(Text-to-region grounding data)
········

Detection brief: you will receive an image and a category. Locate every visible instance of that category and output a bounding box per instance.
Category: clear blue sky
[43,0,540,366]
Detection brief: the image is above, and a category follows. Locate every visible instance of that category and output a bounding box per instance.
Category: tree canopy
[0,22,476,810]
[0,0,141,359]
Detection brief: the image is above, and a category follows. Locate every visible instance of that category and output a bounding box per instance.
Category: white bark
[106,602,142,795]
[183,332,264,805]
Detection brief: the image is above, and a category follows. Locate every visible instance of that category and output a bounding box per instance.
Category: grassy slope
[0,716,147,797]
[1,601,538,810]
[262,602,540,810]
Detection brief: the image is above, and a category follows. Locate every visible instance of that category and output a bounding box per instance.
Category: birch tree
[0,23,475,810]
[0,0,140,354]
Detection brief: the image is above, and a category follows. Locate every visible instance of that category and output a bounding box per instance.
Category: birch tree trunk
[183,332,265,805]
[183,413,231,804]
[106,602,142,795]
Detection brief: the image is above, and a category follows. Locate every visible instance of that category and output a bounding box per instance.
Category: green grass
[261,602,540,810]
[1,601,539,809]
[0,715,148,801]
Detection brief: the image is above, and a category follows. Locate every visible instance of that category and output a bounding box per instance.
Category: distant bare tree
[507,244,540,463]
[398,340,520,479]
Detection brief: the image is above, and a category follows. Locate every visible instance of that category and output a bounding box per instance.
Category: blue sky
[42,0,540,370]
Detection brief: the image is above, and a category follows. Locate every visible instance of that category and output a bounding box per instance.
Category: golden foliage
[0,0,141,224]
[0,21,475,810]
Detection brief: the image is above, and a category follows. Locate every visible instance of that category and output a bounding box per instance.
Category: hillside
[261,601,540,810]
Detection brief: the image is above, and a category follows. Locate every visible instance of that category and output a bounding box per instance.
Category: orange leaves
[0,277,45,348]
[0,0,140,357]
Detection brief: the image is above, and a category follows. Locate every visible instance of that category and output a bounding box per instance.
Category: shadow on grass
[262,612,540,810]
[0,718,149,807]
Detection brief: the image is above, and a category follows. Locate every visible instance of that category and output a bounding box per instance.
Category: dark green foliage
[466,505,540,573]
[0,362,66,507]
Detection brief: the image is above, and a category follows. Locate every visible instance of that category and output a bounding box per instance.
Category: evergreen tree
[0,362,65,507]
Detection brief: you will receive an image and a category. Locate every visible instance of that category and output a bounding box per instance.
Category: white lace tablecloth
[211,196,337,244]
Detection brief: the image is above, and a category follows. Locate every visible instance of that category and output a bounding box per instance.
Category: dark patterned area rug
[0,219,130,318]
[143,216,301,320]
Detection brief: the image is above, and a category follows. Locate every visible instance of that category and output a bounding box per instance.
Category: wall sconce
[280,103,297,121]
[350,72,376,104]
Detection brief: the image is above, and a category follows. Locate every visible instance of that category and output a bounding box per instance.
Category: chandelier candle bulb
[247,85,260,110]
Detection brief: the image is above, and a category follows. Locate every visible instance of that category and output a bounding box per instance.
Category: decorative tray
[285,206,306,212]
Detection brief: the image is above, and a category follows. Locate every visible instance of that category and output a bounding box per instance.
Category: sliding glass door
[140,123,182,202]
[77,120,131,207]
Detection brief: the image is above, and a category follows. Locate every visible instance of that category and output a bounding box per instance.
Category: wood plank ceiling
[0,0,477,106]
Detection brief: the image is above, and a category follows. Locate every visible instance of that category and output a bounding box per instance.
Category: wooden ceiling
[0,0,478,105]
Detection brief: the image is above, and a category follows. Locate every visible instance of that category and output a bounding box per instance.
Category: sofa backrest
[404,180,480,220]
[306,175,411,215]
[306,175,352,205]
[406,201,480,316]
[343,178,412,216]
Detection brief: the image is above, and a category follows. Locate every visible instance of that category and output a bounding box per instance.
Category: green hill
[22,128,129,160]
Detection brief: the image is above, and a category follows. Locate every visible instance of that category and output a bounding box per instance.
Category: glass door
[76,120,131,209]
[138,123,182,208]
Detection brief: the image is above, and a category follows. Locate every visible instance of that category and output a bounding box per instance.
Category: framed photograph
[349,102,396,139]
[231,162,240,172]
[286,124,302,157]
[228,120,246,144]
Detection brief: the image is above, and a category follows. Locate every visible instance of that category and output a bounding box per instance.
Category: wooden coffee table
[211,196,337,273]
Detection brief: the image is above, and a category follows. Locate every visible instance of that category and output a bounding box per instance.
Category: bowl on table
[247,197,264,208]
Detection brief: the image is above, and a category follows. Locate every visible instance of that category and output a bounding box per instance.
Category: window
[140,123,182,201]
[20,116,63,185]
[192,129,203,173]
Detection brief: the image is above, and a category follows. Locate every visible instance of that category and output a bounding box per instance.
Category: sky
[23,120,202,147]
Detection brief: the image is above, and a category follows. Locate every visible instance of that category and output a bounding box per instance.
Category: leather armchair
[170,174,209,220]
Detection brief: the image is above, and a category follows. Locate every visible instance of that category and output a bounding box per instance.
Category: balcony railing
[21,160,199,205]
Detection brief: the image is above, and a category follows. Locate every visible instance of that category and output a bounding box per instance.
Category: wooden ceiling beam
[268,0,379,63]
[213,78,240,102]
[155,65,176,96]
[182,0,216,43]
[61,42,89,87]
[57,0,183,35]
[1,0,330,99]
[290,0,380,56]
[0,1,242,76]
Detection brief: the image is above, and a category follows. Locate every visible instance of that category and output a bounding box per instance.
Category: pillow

········

= Goal of the exercise =
Each record above, from first to last, should be written out again exactly.

= Result of the exercise =
Detection brief: you will receive an image and a category. Locate every visible instance of that category and output a bounding box per instance.
Category: clear blue sky
[43,0,540,366]
Detection brief: the image is above, and a category follows. Locate every visible instance of that category and output a bounding box per instance.
Category: tree canopy
[0,22,476,810]
[0,0,141,359]
Detection brief: the image is above, and a category follows. Locate every visible instance of that category and output a bounding box per instance.
Category: white bark
[106,602,142,795]
[183,332,264,805]
Detection brief: the image is above, and a category follows. Locate every visible instance of that category and output a bounding box per instance.
Category: grassy slope
[0,716,147,797]
[1,601,538,810]
[262,602,540,810]
Detection brief: the image is above, and a category follows. Locate every visible instance of that category and output a bounding box per instance.
Category: birch tree
[0,23,475,810]
[0,0,140,354]
Detection brief: the image is above, and a category follows. Locate every visible instance of that category and output a bounding box per instance.
Category: birch tree trunk
[183,332,265,805]
[183,413,231,804]
[106,602,142,795]
Detection brief: the image is above, and a category follows. Locate every visible instance of that category and output a bounding box per instance.
Category: green grass
[261,602,540,810]
[1,601,539,809]
[0,715,148,801]
Detection brief: the image is above, and a category follows. Locate every visible instance of that category and output a bounding box per instance.
Category: distant bare tree
[507,244,540,463]
[398,340,520,479]
Detection brief: the image is above, and a category follows. Locate every visible instance of that category and output a bounding box per instance.
Category: blue sky
[42,0,540,370]
Detection brief: the image is above, and a category follows. Locate every visible instance of that category and output a bounding box per instance.
Category: golden foliage
[0,0,141,224]
[0,21,475,810]
Detection brief: the image is above, and a category follows. Locate every visible instance of that category and output a bounding box per instance.
Category: hillside
[261,601,540,810]
Detection brief: the image is above, and a category follows. Locate every visible instance of that category and output a bounding box per instance.
Category: orange leaves
[0,277,45,348]
[0,0,140,357]
Detection brief: the image is above, and a category follows. Locate every visible instance of that category and output a bounding box per instance.
Category: shadow on grass
[262,612,540,810]
[0,718,149,807]
Detection brief: the image is above, and a category follows. Locate every visible instance of that category and output a bounding box per instance.
Category: dark green foliage
[466,505,540,573]
[0,362,66,507]
Detection brief: the image is above, and a category follows. Locate every visible instance of that category and output a bounding box per instance.
Category: evergreen tree
[0,362,65,507]
Detection brief: you will receive an image and a category. Locate every visible instance of that category and output a bounding box per instance.
Category: white lace tablecloth
[211,196,337,244]
Detection brief: the image is above, and a category follows. Locate every visible instance of that category and output a bounding box per instance.
Category: dark patterned area rug
[0,219,130,318]
[143,216,301,320]
Detection brief: the image is above, and a category follows. Locate every visible instance of that category and output a bounding box per instance.
Category: wall sconce
[280,103,297,121]
[350,72,376,104]
Detection brief: the image is above, and a category follows. Locate every visible instance of that category and output a bounding box per instance.
Category: chandelier candle bulb
[247,85,260,110]
Detection brief: the image is above, and a category follows. Locate every visible instance of that category and output a bounding box per instance.
Category: decorative tray
[285,206,306,212]
Detection brief: the image is above, and a category follows. Locate every visible instance of that category and output a bounding box per instance.
Category: sliding glass door
[140,123,182,202]
[77,120,131,207]
Detection brief: the image is above, and a category follows. Locate every visible instance of that category and output a bounding box per instance.
Category: wood plank ceiling
[0,0,477,106]
Detection brief: the image is above, and a category follows. Locate every visible instance of that category and output a bounding box per instance.
Category: wooden ceiling
[0,0,478,105]
Detection brief: the image is above, and a category follows. Locate every visible instance of that category and output a bounding box per instance.
Category: sofa backrest
[404,180,480,220]
[306,175,411,215]
[306,175,352,205]
[406,201,480,316]
[343,178,412,216]
Detection brief: the image is above, and a category follows. Locate every visible instance of that category and output a bounding box per instance.
Category: green hill
[22,128,129,160]
Detection brief: the image is above, and a category follows. Locate every visible instance of that category and output a bounding box per instance.
Category: glass door
[76,120,131,209]
[138,123,182,208]
Detection brief: the image is above, and a category follows. Locate every visible instance of that category and output a bounding box per instance.
Category: framed photograph
[349,102,396,139]
[231,162,240,172]
[286,124,302,157]
[228,120,246,144]
Detection brief: the image is above, and a category follows. Locate every visible instance of that category and output a bounding box per instance.
Category: wooden coffee table
[211,196,337,273]
Detection brief: the image is above, and a category follows. Locate every visible instance of that category and output a bounding box per instance.
Category: bowl on table
[247,197,264,208]
Detection brief: the image is above, and a category follows. Locate every visible instance of that category and output a bounding box per instance.
Category: window
[140,123,182,201]
[20,116,63,185]
[192,129,203,173]
Detection brief: the image is above, and a category follows. Locate every visible instance of that category and output a bounding box per instance.
Category: sky
[23,120,202,147]
Detection brief: the image is above, and a category follows. Locate every visible instance of that category and output a bounding box per instance.
Category: leather armchair
[170,174,209,220]
Detection brief: the image is above, and a category follows. Locate every visible instance of that category and output a bounding box per instance.
Category: balcony railing
[21,160,199,205]
Detection brief: the image is above, and a category follows. Locate every visible instance of that category and output a bounding box per instance.
Category: wooden ceiling beam
[268,0,379,63]
[213,78,240,102]
[155,65,176,96]
[182,0,216,43]
[61,42,89,87]
[57,0,183,35]
[1,0,330,99]
[290,0,380,56]
[0,1,242,76]
Detection brief: the image is above, and a category follows. Locate every visible instance of that category and output a bounding box per instance.
Category: pillow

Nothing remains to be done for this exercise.